*List of tasks:*
1. According to the passage on gambling regulation, what problem gambling rate did the Public Health France survey estimate for France last year?
2. Summarize the passage on gambling regulation in two sentences.

* BEGIN Text provided *

Former General Counsel at the French gambling regulator Rhadamès Killy said: “When we introduced our regulations in France in 2010, we analysed that the black market was the most extensive in the European states where the statutory regime was the most restrictive.

“A balance is required to effectively regulate without promoting the black market – I believe that balance is best struck when targeted restrictions focus on support for those at risk, but not excessively hinder or punish the wider public.”

According to a recent report from the Gambling Commission, rates of problem gambling have dropped from 0.6 per cent to 0.3 per cent of the adult population suggesting that safer gambling measures introduced recently in the regulated sector have helped the decline in the rate of problem gambling.

By comparison, Norway has a problem gambling rate of 1.4 per cent, while a survey by Public Health France last year estimated that the rate in that country was 1.6 per cent – up from 0.8 per cent in 2014.

This latest research by the BGC backs similar studies across Europe that consistently show a link between stricter regulations – and a surge in black market activity.

A 2015 report comparing online betting in France between licensed and unlicensed (black market) sites concluded: “Gambling on unlicensed sites is associated with more intense gambling patterns and more gambling-related problems compared to licensed sites. Findings demonstrate that gambling activities carried out on state licensed sites are associated with less overall harm to gamblers.”

As a strict condition of their license, UK operators in the regulated industry adhere to high standards including strict ID and age verification checks, no betting on your credit card - except for National Lottery gambling products - and participation in self-exclusion schemes. Regulated operators also offer important safer gambling tools like setting deposit limits and time-outs.

The BGC is calling on Government to consider targeted measures which protect vulnerable gamblers – not a blanket approach which could force the vast majority who bet safely onto the black market.

* END Text provided *
* BEGIN Data shown *

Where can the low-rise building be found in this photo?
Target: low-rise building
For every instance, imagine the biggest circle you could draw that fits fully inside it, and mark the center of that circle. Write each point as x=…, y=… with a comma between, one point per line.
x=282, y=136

* END Data shown *

*Solutions below:*
1. It estimated 1.6%, up from 0.8% in 2014.

2. A former French regulator, BGC research, and a 2015 French report are cited to link stricter gambling rules with more black market activity, and gambling on unlicensed sites with more gambling-related problems. A Gambling Commission report ties the drop in UK problem gambling from 0.6% to 0.3% of adults to recent safer gambling measures, and the BGC urges targeted protections for vulnerable gamblers rather than a blanket approach.